TASK DETAILS →
Start at the line containing "Can you find the salwar" and stop after the line containing "<point>326,276</point>", then write out every line in that span. Add -7 to each coordinate on the lines that hold only a point, and leave the numbers on all other lines unchanged.

[Entries from a pointing dataset]
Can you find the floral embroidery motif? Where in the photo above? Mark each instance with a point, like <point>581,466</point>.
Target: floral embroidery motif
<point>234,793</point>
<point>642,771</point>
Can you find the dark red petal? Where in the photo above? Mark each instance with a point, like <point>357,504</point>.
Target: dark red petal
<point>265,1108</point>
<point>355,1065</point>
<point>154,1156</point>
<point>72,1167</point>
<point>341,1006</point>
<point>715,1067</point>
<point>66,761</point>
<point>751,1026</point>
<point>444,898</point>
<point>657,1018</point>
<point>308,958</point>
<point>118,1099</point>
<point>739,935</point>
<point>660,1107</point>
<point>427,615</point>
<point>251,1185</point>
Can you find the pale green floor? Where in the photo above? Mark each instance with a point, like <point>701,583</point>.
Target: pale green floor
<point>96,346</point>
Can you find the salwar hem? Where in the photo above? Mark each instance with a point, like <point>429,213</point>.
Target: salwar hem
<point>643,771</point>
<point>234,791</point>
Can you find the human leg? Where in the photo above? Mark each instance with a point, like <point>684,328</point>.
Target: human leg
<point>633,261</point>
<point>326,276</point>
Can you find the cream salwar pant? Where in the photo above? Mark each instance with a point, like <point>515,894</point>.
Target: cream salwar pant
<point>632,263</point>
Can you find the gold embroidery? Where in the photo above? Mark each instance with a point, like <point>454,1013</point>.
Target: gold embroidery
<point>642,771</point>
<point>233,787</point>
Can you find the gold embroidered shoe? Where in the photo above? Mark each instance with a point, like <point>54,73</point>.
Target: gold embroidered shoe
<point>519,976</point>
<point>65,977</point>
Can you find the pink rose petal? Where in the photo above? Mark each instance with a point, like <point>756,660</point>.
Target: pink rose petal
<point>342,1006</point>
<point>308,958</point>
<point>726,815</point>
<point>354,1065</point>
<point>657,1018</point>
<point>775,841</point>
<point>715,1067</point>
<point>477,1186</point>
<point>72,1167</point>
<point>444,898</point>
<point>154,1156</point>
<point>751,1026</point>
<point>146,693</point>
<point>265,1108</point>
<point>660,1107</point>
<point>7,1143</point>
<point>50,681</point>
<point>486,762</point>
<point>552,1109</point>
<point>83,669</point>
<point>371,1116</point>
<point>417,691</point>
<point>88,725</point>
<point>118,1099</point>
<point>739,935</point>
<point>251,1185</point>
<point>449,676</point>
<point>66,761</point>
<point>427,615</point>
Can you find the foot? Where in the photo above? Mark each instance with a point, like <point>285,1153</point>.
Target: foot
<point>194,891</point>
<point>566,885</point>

FINISHED TASK →
Can you find the salwar hem? Where in the photo above? Mark each instance with a point, like <point>429,213</point>.
Target: salwar hem
<point>636,764</point>
<point>227,784</point>
Can you find the human leg? Where in the photo above? Mark each instance with a point, like <point>684,328</point>.
Target: human leg
<point>626,254</point>
<point>319,269</point>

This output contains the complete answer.